#### [EXTRACTED TEXT]
━━━━━━━━

During the past quarter of a century, wind farms have popped up in many parts of the world — drawing similar resistance in spite of their obvious advantages to a world of consumers demanding ever more energy.
Now, with our nation on the verge of an alternative-energy boom, the chorus of concern about fast-proliferating wind farms is growing. And the closer someone is to the turbine towers,
claro
, the greater the concern — not just over eyesores and headaches, real and imagined, but over noise, over threats to birds and bats, even over electromagnetic radiation that might or might not be surging out into the atmosphere.
Here in New Mexico, some environmentalists wonder why there isn't more emphasis on solar power, leaving wind to 10 or 11 states with greater potential in that field. Good question — even if environmental objections arise over solar farms.
But with oilman Boone Pickens pushing wind generation, whatever his motives, and the Western Plains soon to be the scene of some kind of wind rush, utility regulators, environmental officials, land planners and promoters alike ought to ask themselves — and each other — where this lurch into alternative energy might take us.

━━━━━━━━

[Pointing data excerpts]
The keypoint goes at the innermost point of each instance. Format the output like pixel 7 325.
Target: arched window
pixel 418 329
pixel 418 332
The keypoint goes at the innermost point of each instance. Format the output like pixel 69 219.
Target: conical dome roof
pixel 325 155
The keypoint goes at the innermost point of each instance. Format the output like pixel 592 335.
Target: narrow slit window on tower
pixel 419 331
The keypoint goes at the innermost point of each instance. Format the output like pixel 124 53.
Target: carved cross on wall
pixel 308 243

━━━━━━━━

#### [TASK LIST]
1 > Decide whether each statement agrees with the wind farm passage: (a) wind farms have appeared in many parts of the world over the past quarter of a century; (b) some environmentalists in New Mexico wonder why solar power isn't given more emphasis; (c) the passage says solar farms draw no environmental objections. Answer yes or no for each and quote the deciding words.
2 > Copy the wind farm passage word for word, from "During the past" up to and including "ever more energy.".
3 > Carry the wind farm passage on from its last sentence.

#### [TASK-BY-TASK ANSWERS]
1 >
(a) Yes: "During the past quarter of a century, wind farms have popped up in many parts of the world"
(b) Yes: "Here in New Mexico, some environmentalists wonder why there isn't more emphasis on solar power"
(c) No: "even if environmental objections arise over solar farms."

2 >
During the past quarter of a century, wind farms have popped up in many parts of the world — drawing similar resistance in spite of their obvious advantages to a world of consumers demanding ever more energy.

3 >
Must we wait until every tract of land from Kansas to California bristles with propeller-topped towers before wondering if there's a way to concentrate this new industry and consolidate transmission costs? Will we carpet the country in concrete-based wind farms only to discover more compact means of making and storing electricity?
Perhaps most important at the moment to New Mexicans soon to be too-close neighbors to wind farms, do the turbines have to turn ridgelines into scenes from science fiction, or can they be nearly as effective in less-obtrusive nearby locations? And, as an industry, shouldn't it be subject to zoning of some kind?
Wind and solar, among many new forms of energy, are still in their pioneering stages. There's been precious little time for fine turning, let alone major modifications — but there's great promise in the technological improvements already being made, even during decades of American leadership under fossil-fuel sponsorship.
There's cause for optimism over a new secretary of energy, and over Los Alamos National Laboratory's view of its mission evolving into at least some serious power-grid research.
The public and private sectors, here and in many parts of the world, have great potential for refining, maybe even revising, what's under way on the alternative-energy front.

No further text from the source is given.